» **Исходный текст**
■ ■ ■ ■

Петербургские журналы приглашали Михайлова сотрудничать. Некрасов взял у него «Кружевницу», напечатал ее в «Современнике» и поручил Михайлову для заработка читать корректуру журнальных статей, а также вести «Хронику петербургских новостей и увеселений». В «Отечественных записках» он ведет «Разные разности», в «Санкт-Петербургских ведомостях» выступает с фельетонами, в «Библиотеке для чтения» печатает статьи.
Время для журналов было тяжелое, самый разгар мрачного семилетия, цензура свирепствовала, о писателях и достойных книгах нельзя было сказать доброго слова. Тургенев попал на съезжую (где, кстати, написал «Муму») только за то, что назвал Гоголя в газете великим писателем. Темы общественные и политические запрещались, тема любовная пропускалась только в том случае, если дело заканчивалось законным браком, всякий злодей должен был непременно раскаяться, а самоубийство вычеркивалось, как осуждаемое церковью. При такой опеке журналы вынуждены были печатать всякую ерунду, забавлять читателя пустяками вроде рецензии в «Отечественных записках» на книгу «Егерь, псовый охотник и стрелок». «Между разными советами «Егеря» понравился нам один своим удобством и пользою. Хотите ли быть безопасны от нападения диких зверей? Ничего не может быть легче. Сделайте вот что: вымажьте себя, особенно сапоги, львиным салом, а к подошвам привяжите его кусками крепко, чтоб не потерялось: «тогда не только по следу вашему не пойдет никакой хищный зверь, но будет еще убегать от вас, если набредет случайно и услышит запах». — Ну, а если зверь не побежит, тогда что? Тогда — ничего: он съест вас и с подошвами, приправленными львиным салом. Для наших зверей это будет редкое блюдо».
Михайлов больше не печатал стихов, но писал и складывал их в стол. «Как храм без жертв и без богов, душа угрюмо сиротеет; над нею время тяготеет с суровым опытом годов. Кумиры старые во прахе, погас бесплодный фимиам… Но близок миг — и, в вещем страхе, иного бога чует храм!»

■ ■ ■ ■

[Собранные записи данных]
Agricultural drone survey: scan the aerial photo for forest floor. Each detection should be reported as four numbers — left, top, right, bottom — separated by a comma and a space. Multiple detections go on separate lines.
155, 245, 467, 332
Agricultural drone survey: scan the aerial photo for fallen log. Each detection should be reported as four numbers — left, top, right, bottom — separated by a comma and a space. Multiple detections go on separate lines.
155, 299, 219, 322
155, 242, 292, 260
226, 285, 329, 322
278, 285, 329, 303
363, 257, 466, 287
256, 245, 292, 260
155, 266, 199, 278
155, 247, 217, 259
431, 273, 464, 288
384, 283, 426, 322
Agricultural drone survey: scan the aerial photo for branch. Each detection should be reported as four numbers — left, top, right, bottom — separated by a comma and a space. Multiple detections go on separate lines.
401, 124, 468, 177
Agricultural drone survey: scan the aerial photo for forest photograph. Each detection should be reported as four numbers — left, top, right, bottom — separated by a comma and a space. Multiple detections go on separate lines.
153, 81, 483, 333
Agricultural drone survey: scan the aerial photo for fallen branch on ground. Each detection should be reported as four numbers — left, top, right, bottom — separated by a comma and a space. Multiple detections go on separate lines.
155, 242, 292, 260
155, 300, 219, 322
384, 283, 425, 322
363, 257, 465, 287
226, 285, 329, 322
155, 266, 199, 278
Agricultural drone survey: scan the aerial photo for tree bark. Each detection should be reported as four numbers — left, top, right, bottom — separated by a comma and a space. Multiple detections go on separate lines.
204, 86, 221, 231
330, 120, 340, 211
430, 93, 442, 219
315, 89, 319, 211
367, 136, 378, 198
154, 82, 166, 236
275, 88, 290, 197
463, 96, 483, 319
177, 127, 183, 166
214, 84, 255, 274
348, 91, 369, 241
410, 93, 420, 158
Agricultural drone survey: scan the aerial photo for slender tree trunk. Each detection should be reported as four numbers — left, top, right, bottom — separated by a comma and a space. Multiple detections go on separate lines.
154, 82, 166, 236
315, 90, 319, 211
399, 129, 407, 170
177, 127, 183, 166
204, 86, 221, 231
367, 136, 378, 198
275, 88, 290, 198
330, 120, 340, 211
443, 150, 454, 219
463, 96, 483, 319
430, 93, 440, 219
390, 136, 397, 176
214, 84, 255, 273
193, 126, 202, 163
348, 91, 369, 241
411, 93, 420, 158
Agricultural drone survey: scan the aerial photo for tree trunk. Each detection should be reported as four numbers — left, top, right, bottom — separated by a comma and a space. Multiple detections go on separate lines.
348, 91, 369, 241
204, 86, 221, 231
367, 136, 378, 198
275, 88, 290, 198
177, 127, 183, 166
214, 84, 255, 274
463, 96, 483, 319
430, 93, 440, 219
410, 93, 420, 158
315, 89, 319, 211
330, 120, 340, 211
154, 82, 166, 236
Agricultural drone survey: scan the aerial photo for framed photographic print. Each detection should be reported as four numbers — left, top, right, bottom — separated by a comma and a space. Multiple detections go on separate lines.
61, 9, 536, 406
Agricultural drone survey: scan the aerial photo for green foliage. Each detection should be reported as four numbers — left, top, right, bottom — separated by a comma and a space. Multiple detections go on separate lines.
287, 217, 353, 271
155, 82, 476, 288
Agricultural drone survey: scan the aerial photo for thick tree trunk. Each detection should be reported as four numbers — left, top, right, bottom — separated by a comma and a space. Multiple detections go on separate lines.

■ ■ ■ ■

» **Задания**
a) В каком журнале Некрасов напечатал «Кружевницу», согласно тексту о Михайлове?
b) Напишите, что следует дальше в тексте о Михайлове, начав сразу после его последнего предложения.
Записи получены из другого источника.

» **Ответы к заданиям**
a) В «Современнике».

b)
Началась Крымская война, поднялись цены в лавках и на рынках, оброчные крестьяне стали разбегаться по деревням, там начались бунты, поджоги имений; по улицам городов бродили толпы нищих, больных, увечных, прося подаяния. В газетах печатали объявления о продаже людей наравне с колясками, лошадьми и гончими. Взрослая девка стоила сто двадцать рублей ассигнациями или тридцать пять рублей серебром, а мужик, годный к военной службе, вдесятеро дороже. С полей сражения приходили вести безрадостные. За недостатком боеприпасов командование отдало приказ на десять выстрелов врага отвечать одним. Ополчение ходило врукопашную с топорами. Интенданты воровали у солдат пропитание и одежду, расхищали медикаменты, продавали врагу корпию… Резко увеличились барщина и оброк, поднялись налоги. По губерниям пошли холера и тиф. Журналы вынуждены были молчать, литераторы передавали тайком свой запечатленный гнев и, среди прочего, стихи Михайлова: «Спали, господь, своим огнем того, кто в этот год печальный на общей тризне погребальной, как жрец, упившийся вином, в толпе, рыдающей кругом, поет с улыбкою нахальной патриотический псалом».
Жить на литературный заработок стало совсем трудно. Одно время пригрела Михайлова «Библиотека для чтения», соредакторами ее были Сепковский и Старчевский. За Михайлова хлопотал Дружинин: «Он необыкновенно трудолюбив и рьян в работе, дружен со всеми литераторами, аккуратен. Если вы не отдумали найти человека для управления двумя или тремя отделами в журнале, — вот вам редкий помощник». Хлопотал Мей, хотя и сам сидел в нужде, приезжал в «Библиотеку» и красочно расписывал тяжкое положение Михайлова. Редакция сдалась, оплатила его долг в пятьдесят рублей серебром за старую его квартиру в доме княгини Любомирской, нашла ему новую в доме Струка, под самой редакцией, а поскольку у подопечного не оказалось ни стола, ни стула, дали ему мебель, но за все эти блага нещадно урезывали ему гонорар и торговались донельзя по каждой его рукописи. То и дело приходилось Михайлову посылать записки Старчевскому: «Не можете ли Вы быть так добры, почтеннейший Альберт Викентьевич, снабдить меня не более как на пять дней пятнадцатью рублями…», «Нет ни полена дров…», «Одолжите мне в виде субсидии…»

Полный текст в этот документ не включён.